---- SUPPLIED ENTRIES

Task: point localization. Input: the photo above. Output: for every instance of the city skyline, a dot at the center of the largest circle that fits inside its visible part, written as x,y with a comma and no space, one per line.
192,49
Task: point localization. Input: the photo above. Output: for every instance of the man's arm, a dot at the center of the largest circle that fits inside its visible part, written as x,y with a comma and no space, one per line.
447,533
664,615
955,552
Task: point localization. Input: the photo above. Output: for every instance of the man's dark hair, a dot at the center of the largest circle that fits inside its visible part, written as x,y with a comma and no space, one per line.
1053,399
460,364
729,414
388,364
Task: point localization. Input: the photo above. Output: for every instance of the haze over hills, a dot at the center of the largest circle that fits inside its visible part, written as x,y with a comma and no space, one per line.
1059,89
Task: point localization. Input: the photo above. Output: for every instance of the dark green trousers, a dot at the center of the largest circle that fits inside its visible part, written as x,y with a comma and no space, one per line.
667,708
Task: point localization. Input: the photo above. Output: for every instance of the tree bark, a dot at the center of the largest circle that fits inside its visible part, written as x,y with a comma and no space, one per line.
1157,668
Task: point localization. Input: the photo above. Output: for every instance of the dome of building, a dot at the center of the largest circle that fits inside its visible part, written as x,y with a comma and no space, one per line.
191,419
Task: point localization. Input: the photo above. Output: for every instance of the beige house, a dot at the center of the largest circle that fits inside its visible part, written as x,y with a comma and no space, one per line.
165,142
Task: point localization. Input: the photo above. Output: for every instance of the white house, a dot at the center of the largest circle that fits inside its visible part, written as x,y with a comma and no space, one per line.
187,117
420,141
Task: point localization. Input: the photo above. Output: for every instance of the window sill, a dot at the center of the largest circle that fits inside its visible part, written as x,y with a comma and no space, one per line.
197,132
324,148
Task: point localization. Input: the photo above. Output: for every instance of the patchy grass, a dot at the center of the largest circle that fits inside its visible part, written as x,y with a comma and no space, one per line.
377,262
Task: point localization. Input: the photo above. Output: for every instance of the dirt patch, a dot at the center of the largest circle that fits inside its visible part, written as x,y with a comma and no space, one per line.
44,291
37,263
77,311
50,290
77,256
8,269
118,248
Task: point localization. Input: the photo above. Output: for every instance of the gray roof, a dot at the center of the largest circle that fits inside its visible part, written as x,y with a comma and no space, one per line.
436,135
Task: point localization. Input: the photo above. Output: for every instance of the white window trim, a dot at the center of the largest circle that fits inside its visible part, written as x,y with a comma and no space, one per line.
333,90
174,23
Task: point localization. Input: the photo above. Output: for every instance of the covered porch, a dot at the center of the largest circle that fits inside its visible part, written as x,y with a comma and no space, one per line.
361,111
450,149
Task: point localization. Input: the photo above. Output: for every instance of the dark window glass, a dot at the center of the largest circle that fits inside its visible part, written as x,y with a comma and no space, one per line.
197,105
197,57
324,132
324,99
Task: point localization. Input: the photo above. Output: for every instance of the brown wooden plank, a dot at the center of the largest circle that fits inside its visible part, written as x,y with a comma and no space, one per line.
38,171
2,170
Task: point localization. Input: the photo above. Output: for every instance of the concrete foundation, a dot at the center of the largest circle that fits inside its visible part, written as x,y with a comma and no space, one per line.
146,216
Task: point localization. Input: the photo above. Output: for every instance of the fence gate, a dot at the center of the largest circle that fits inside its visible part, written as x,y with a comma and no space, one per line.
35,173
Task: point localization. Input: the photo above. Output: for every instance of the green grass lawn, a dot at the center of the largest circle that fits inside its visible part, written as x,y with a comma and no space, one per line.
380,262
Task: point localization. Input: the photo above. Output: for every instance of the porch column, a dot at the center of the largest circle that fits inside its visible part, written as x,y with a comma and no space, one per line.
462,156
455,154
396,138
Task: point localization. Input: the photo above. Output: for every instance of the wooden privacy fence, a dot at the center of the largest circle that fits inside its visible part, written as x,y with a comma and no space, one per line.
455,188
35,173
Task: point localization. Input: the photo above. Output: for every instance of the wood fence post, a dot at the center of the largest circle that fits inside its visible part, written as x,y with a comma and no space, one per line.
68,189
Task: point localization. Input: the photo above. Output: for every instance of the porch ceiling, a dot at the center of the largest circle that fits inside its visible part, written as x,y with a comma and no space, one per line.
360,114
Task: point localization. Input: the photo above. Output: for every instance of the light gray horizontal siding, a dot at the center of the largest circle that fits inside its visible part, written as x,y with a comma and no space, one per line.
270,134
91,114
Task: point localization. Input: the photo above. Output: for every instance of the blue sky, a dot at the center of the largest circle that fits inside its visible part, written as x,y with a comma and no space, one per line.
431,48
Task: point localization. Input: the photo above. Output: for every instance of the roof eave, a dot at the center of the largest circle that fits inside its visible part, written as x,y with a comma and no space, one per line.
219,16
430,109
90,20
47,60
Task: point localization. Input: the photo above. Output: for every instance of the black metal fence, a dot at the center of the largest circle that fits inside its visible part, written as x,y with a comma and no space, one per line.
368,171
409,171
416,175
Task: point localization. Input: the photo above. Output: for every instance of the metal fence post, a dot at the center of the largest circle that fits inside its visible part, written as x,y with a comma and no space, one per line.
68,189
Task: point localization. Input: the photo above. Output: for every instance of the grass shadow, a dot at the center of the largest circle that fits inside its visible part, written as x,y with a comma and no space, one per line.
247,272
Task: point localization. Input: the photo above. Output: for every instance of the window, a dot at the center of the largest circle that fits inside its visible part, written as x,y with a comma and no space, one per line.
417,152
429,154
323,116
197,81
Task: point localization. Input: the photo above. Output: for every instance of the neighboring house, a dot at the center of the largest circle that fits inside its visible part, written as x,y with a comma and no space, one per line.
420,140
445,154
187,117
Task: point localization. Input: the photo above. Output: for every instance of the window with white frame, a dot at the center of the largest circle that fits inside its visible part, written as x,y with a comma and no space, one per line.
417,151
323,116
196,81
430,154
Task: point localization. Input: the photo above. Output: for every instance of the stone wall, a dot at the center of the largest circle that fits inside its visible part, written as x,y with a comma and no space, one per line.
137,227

--------

[SHORT TASK] The records above should be repeated in full, exactly as given.

[SOLUTION FOR THIS TASK]
Task: point localization. Input: the photo above. Output: for every instance of the city skyline, a dot at the center of the largest circle that fits inside its visible part, written as x,y with a comma and no space, one per line.
192,49
Task: point localization. Input: the photo above. Output: for every instance of the man's arm, a dot at the center of the largest circle that fits inside its visible part, written as x,y with a comma and no space, one per line.
447,533
664,615
955,552
Task: point localization. Input: the photo above. Output: for every instance of the man's dark hair, a dot at the center of the largest circle that fits inside its visible part, written as x,y with a comma and no space, one per line.
1053,399
460,364
729,414
388,364
Task: point localization. Input: the photo above. Output: for every instance of the haze over hills, a dot at the center of the largest circle that fits inside its visible part, written as x,y with a comma and no space, one per line.
1059,89
Task: point localization. Input: the photo above. Output: for every instance of the dark green trousers, a dot at the center of the largest circle that fits inside its visible part, written as x,y with a comma and no space, one per line.
667,708
Task: point localization. Input: the photo above. Output: for every instance of the tree bark, a dot at the center of the largest circle that fits inside its visible part, written as x,y with a comma and no space, one per line.
1157,668
Task: point localization. Input: the photo above. Output: for every instance of the dome of building, a dot at the center of the largest circle that fits inside its visible part, written as x,y with a comma and no space, one per line.
191,419
Task: point localization. Input: the photo above. Output: for every instance of the beige house, a dot at the center of the largest circle that fits inside its visible part, written as x,y with a comma and no space, one per line.
165,142
Task: point localization. Input: the photo above. Output: for every instance of the white house, a dot at the center of the largest circle that fits inside its visible part, written as x,y with a comma and no space, one per line.
187,117
420,141
Task: point localization. Input: the photo above. Output: for every instance of the window sill, a dot at the center of the largest circle that fits inside its visible part, written as x,y with a comma and no space, one per line.
197,132
324,148
Task: point localization. Input: the photo above. Output: for every instance of the patchy grass, a dot at the center of the largest circle that fits inside its visible part, written as x,y with a comma and no space, one per line.
377,262
Task: point localization. Input: the photo above. Output: for every instance of the dirt patch, a dot at the center of the largest circle that fits inside its visible part, written as x,y with a comma and no space, one per line.
44,291
37,263
77,311
50,290
77,256
8,269
118,248
Task: point localization. Input: the photo above. Output: for every instance of the gray roof, a dot at the center of the largest circle that fits inside its visible part, written as x,y with a comma and no space, one per line.
436,135
Task: point localization. Input: the photo above. Output: for every instance of the white window trim, a dot at the center of the largest circle that fits inside its visible part, written as x,y with a comma and no space, one per line.
333,90
174,23
Task: point localization. Input: the photo above. Output: for every instance of the covered porch, a dot at the center of the largest circle that fits inside its visible part, written as x,y with a comma and no space, one per line.
361,111
450,149
Task: point localization. Input: the photo above. Output: for every instance of the dark window glass, a dot at the center of the largest circle that fits inside its visible part, written as x,y with a comma and no space, one per line.
197,105
197,57
324,132
324,99
Task: point localization. Input: the photo above. Output: for every instance of the brown wooden plank, a dot at the center of the largest circle that fits inside its visible part, written as x,y with a comma and no space, one per line.
38,171
2,170
Task: point localization. Input: the photo above. Output: for every instance of the concrete foundation, a dot at the center of the largest circle that fits inside its visible part, written as x,y with a comma and no space, one per line.
146,216
Task: point localization. Input: the photo above. Output: for every instance of the fence gate, a dot at the center of the largest circle that fits inside its visible part, written as x,y with a comma and no space, one per line.
35,173
Task: point localization. Input: the photo above. Output: for every instance of the green grass lawn, a dot at the center of the largest circle that fits inside its visible part, written as x,y with a comma and no space, one per line.
380,262
Task: point localization. Input: the photo above. Output: for every instance of the porch column, a dot at the center of the largest circle that fits inside its visible part, written as x,y with a comma and no space, one per line.
462,156
455,154
396,138
Task: point localization. Input: the photo above. Output: for every instance of the wooden privacy fence, a dot at the center of the largest circle that fits inside its visible part, written as x,y with a comma and no space, one per line.
455,188
35,173
Task: point localization. Input: the photo above. Output: for every instance of the wood fence post, a dot at the center of the largest circle that fits inside its visible part, written as x,y with a comma and no space, one per line.
68,189
Task: point localization. Input: the photo above. Output: for every instance of the porch ceiling, a dot at the center of the largest circle that fits inside its visible part, written as x,y with a comma and no space, one per line.
360,114
Task: point localization. Input: the photo above. Output: for every instance of the light gray horizontal siding, a dot at the center of the largest circle that fits inside its visible part, written as x,y with a comma and no space, one per line.
270,134
91,114
Task: point localization. Input: the photo above. Output: for every instance of the blue sky, a dot at the center of the largest circle that fits inside its visible part, written as x,y with a comma and no space, one per line.
431,48
Task: point localization. Input: the photo above. Output: for every instance of the roof eave, a dot at the center of the largest circle that fits inside its visible part, written as x,y with a comma and no space, one per line.
219,16
430,109
90,20
47,60
Task: point localization. Input: the photo above. Output: for every instance of the black metal fence, a dot at the center of the largest circle that fits inside its visible part, written as x,y with a comma and no space, one per line.
368,171
409,171
416,175
Task: point localization. Input: the photo above. Output: for every instance of the metal fence post, a dot at the center of the largest circle that fits inside its visible part, written as x,y with a comma and no space, one per line.
68,189
Task: point localization. Input: the photo above. Output: for every instance of the grass shadow, a dot at the center of the largest circle that fits inside its visible part, written as x,y with a comma and no space, one per line.
247,272
Task: point localization. Input: the photo above. Output: for every instance of the window, a dot at the center of the largest circle that fits inside its visible part, written as x,y with a comma and no space, one per line.
417,152
429,154
323,116
197,81
Task: point localization. Input: the photo above. Output: for every instance of the neighboring house, a dot at the center of the largest circle that fits inside its visible part, written as x,y with a comma and no space, one per line.
420,140
445,154
187,117
Task: point localization. Input: the photo above. Output: for every instance of the window with white frame, a dot at the center of the largest circle that fits inside its visible part, written as x,y with a comma and no space, one per line.
417,151
323,116
196,81
430,154
Task: point localization. Input: the photo above. Output: for every instance of the stone wall, a dot at the center of the largest circle that fits inside its visible part, written as x,y with a comma and no space, one per line.
137,227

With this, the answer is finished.